┌─ PROVIDED TEXT

Larry Smarr
Professor, Computer Science and Engineering, UC San Diego Director, California Institute for Telecommunications and Information Technology
MSI 1302
larry smarr

Abstract

The continuing rise in greenhouse gases (GHG) in Earth’s atmosphere caused by human activity is beginning to alter the delicately balanced climate system. Means to slow down the rate of GHG emissions are needed to avoid catastrophic climate change in the future. While moving from a high-carbon to a low-carbon energy system is the long term solution, more energy efficient cyberinfrastructure can provide some relief in the short term. In this lecture, Larry Smarr will review several projects which Calit2 is carrying out with our UCSD and UCI faculty in energy efficient data centers, personal computers, smart buildings, and telepresence and show how university campuses can be urban testbeds of the greener future.

Biography

Larry Smarr became founding director in 2000 of the California Institute for Telecommunications and Information Technology (Calit2), a University of California San Diego/UC Irvine partnership. He holds the Harry E. Gruber professorship in the Jacobs School’s Department of Computer Science and Engineering at UCSD. For the previous 15 years as founding director of the National Center for Supercomputing Applications Smarr helped drive major developments in the planetary information infrastructure: the Internet, the Web, scientific visualization, virtual reality, and global telepresence.

└─

* DESCRIPTION OF THE TASK
Could you extend the Larry Smarr lecture page past its last sentence, carrying the biography on from the line about the National Center for Supercomputing Applications?

┌─ PROVIDED RECORDS

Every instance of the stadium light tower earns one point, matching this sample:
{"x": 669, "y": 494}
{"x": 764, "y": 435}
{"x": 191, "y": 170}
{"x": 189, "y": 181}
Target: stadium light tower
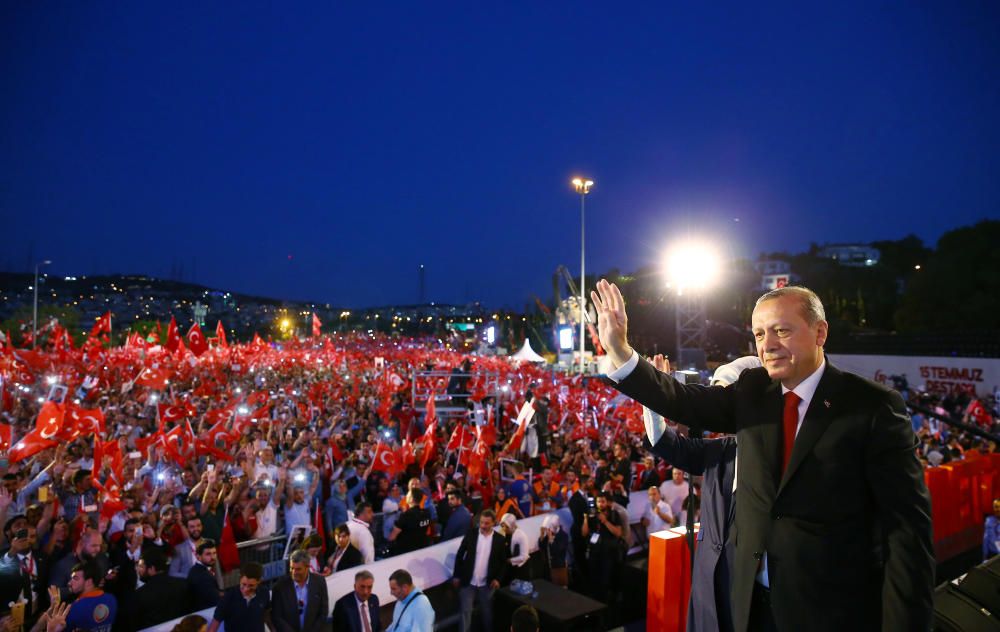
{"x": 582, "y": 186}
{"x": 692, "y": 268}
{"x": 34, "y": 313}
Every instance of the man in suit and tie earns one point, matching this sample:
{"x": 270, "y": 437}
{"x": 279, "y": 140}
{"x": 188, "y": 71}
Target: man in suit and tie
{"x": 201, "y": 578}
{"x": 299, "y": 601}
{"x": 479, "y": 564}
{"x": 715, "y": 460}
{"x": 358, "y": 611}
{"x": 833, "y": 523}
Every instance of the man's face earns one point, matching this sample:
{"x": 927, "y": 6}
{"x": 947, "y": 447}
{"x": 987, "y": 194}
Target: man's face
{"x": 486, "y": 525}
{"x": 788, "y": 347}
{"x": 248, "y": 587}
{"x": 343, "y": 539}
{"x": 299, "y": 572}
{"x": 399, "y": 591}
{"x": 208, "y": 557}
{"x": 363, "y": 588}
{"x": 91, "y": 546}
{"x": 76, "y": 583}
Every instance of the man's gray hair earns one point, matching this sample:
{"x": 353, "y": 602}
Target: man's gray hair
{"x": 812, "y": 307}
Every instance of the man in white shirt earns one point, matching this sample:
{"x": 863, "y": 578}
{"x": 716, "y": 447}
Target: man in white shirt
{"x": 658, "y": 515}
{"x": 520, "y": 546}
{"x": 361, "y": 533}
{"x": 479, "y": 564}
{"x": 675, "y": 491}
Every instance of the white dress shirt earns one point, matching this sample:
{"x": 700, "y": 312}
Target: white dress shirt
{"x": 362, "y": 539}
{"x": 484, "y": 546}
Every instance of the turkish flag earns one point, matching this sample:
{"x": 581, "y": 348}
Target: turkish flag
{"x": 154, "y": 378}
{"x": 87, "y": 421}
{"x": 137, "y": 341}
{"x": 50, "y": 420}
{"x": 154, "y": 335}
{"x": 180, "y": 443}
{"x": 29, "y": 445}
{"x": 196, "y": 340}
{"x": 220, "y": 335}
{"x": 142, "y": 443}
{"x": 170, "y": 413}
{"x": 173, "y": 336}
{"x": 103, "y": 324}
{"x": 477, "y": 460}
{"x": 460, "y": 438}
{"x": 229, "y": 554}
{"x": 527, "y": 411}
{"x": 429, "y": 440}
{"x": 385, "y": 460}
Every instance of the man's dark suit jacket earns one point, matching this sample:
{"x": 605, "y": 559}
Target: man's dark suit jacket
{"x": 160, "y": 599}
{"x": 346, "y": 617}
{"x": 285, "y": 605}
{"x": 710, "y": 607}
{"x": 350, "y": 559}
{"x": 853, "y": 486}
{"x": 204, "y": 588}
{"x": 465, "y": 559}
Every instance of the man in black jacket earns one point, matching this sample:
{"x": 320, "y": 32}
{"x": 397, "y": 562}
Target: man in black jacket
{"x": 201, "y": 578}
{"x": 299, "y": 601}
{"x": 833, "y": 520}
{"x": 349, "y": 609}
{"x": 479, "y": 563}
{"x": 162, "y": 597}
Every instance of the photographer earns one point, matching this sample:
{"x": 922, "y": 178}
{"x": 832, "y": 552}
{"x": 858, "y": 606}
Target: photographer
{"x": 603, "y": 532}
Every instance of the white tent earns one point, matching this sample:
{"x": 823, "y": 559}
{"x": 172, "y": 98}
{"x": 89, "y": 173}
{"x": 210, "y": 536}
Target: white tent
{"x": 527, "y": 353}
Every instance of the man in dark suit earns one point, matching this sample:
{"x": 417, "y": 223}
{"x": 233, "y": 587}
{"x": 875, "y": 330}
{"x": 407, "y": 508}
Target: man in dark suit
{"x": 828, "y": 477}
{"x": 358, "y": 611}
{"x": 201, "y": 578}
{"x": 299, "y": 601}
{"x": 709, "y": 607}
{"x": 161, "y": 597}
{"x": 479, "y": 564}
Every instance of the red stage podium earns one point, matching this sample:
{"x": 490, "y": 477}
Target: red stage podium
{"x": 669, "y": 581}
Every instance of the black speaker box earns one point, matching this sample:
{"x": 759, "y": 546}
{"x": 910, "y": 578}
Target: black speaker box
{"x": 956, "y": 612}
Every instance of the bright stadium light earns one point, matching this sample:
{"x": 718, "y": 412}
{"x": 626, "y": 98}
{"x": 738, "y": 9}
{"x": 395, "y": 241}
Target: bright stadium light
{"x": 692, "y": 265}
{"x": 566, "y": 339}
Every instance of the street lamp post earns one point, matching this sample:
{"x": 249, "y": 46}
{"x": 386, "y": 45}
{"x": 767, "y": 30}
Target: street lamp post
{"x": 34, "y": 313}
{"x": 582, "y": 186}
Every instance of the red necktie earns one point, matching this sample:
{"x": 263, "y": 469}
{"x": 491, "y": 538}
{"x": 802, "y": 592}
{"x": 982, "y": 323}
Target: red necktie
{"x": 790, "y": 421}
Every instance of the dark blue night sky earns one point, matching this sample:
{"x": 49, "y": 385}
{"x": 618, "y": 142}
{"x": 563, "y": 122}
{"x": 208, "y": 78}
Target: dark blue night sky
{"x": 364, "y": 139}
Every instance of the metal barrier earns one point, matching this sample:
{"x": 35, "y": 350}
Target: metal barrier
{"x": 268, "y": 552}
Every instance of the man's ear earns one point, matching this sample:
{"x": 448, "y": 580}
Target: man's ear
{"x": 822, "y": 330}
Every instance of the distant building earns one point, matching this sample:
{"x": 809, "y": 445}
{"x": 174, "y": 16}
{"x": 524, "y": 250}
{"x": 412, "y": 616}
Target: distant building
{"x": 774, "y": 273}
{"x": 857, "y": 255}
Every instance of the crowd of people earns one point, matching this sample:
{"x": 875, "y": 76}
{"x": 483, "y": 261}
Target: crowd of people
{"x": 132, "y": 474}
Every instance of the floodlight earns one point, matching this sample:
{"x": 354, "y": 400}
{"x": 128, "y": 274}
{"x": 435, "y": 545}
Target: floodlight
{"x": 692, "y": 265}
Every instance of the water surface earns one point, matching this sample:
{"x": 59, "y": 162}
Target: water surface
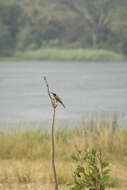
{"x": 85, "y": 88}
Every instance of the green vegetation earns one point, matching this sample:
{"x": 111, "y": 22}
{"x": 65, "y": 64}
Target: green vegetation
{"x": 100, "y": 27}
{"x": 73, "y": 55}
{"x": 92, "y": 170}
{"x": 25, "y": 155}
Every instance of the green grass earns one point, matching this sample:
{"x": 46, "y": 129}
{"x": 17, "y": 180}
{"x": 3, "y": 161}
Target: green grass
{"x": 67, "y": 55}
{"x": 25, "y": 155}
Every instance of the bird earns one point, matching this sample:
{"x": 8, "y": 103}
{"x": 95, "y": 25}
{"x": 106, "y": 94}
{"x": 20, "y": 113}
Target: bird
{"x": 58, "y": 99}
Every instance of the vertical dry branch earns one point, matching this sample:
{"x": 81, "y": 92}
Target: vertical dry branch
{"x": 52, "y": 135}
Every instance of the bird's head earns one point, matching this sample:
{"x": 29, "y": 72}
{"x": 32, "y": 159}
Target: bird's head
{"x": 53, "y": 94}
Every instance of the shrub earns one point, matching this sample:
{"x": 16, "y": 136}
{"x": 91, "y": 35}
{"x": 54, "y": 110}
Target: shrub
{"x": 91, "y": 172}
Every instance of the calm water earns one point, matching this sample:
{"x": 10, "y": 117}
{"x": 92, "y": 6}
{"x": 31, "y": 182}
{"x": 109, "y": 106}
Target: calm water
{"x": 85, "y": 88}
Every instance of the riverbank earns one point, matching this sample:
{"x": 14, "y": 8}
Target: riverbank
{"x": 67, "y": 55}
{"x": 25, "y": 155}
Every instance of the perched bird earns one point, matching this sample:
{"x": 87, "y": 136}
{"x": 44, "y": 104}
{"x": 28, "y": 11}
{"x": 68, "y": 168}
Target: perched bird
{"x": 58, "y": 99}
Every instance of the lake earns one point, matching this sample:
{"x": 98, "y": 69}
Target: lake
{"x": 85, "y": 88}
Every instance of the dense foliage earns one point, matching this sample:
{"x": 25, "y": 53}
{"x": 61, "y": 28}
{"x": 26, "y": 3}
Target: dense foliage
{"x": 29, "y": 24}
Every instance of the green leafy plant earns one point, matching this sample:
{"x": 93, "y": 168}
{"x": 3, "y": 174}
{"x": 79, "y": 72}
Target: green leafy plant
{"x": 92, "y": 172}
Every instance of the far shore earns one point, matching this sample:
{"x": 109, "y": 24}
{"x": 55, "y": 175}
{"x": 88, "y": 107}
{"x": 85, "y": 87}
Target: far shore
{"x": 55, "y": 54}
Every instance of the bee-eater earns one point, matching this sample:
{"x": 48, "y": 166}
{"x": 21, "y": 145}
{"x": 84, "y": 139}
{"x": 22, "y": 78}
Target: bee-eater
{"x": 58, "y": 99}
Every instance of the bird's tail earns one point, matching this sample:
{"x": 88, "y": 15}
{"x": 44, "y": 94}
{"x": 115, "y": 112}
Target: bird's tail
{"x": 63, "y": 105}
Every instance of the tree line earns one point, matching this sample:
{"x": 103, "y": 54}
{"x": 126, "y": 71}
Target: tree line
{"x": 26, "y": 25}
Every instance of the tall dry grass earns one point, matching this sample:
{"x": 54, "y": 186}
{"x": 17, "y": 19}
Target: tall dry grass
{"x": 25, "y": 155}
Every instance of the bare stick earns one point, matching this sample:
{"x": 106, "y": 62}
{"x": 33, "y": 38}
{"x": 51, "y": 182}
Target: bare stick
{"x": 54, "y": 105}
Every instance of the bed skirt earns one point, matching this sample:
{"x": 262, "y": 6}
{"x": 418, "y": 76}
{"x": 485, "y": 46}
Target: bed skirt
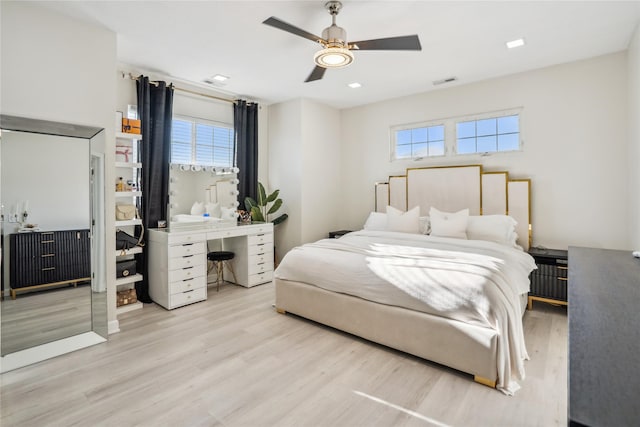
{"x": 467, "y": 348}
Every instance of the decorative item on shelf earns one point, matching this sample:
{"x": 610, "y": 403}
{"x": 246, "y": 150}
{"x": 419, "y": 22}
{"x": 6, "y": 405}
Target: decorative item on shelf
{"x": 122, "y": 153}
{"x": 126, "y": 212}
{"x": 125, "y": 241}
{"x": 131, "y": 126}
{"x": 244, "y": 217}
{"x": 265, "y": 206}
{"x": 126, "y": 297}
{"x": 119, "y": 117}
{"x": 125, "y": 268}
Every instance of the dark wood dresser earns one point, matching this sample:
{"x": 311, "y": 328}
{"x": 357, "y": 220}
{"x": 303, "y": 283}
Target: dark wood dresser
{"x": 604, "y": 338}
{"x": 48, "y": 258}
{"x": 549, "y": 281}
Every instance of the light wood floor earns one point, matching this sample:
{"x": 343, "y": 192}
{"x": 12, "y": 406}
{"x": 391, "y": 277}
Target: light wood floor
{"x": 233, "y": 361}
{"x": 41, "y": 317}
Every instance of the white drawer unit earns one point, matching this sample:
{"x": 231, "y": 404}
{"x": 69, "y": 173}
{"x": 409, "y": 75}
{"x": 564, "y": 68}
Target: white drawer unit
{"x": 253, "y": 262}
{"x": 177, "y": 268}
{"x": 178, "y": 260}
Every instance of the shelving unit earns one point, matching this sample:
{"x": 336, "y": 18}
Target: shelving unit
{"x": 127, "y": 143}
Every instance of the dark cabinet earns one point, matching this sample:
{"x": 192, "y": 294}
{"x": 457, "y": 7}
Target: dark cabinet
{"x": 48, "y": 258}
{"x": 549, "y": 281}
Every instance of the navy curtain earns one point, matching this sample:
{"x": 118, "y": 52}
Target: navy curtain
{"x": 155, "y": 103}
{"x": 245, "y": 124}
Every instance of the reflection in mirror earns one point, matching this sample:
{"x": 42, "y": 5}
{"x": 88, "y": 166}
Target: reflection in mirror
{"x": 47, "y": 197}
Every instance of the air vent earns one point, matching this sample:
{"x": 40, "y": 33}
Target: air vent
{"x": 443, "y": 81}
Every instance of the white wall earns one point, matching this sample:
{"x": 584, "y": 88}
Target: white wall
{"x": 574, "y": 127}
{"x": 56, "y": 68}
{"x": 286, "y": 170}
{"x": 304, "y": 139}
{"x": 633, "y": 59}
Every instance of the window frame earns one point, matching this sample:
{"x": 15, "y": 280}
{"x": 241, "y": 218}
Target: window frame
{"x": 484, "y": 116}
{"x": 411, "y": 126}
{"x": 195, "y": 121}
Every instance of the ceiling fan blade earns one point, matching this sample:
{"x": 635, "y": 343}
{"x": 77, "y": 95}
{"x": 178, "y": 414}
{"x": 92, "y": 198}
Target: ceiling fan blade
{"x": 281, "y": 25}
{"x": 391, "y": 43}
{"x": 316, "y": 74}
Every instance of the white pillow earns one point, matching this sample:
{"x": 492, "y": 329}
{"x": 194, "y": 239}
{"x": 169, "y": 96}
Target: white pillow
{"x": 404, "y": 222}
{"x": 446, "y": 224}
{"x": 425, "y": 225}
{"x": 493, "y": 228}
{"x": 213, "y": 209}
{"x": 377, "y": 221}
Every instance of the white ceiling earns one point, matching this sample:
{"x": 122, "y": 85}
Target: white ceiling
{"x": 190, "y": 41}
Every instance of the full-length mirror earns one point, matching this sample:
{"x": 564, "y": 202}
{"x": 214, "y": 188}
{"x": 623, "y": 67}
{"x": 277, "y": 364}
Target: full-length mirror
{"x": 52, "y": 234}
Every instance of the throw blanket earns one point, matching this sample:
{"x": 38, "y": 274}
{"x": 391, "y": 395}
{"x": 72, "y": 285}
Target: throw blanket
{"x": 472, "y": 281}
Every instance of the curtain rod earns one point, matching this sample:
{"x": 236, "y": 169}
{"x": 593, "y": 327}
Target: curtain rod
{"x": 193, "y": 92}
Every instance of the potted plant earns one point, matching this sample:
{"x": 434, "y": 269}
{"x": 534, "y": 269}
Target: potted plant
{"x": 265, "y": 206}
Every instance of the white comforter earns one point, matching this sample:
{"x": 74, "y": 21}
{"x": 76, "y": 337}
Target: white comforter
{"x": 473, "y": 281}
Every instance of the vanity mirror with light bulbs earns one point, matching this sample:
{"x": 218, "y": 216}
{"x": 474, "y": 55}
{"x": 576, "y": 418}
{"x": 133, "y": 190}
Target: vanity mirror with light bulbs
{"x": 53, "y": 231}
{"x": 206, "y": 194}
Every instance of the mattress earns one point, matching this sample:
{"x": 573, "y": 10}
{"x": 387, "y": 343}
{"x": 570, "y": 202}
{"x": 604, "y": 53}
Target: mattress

└─

* ANSWER SECTION
Smarr serves as PI on the NSF’s OptIPuter and the Moore Foundation’s CAMERA microbial metagenomics projects, as well as co-PI on the NSF GreenLight Project. Smarr was a member of the President’s Information Technology Advisory Committee for President Clinton and served until 2005 on the Advisory Committee to the Director of the National Institutes of Health and the NASA Advisory Council. He served on Governor Schwarzenegger’s California Broadband Taskforce in 2007. He is a member of the National Academy of Engineering and a Fellow of the American Physical Society and the American Academy of Arts and Sciences. In 2006 he received the IEEE Computer Society Tsutomu Kanai Award for his lifetime achievements in distributed computing systems.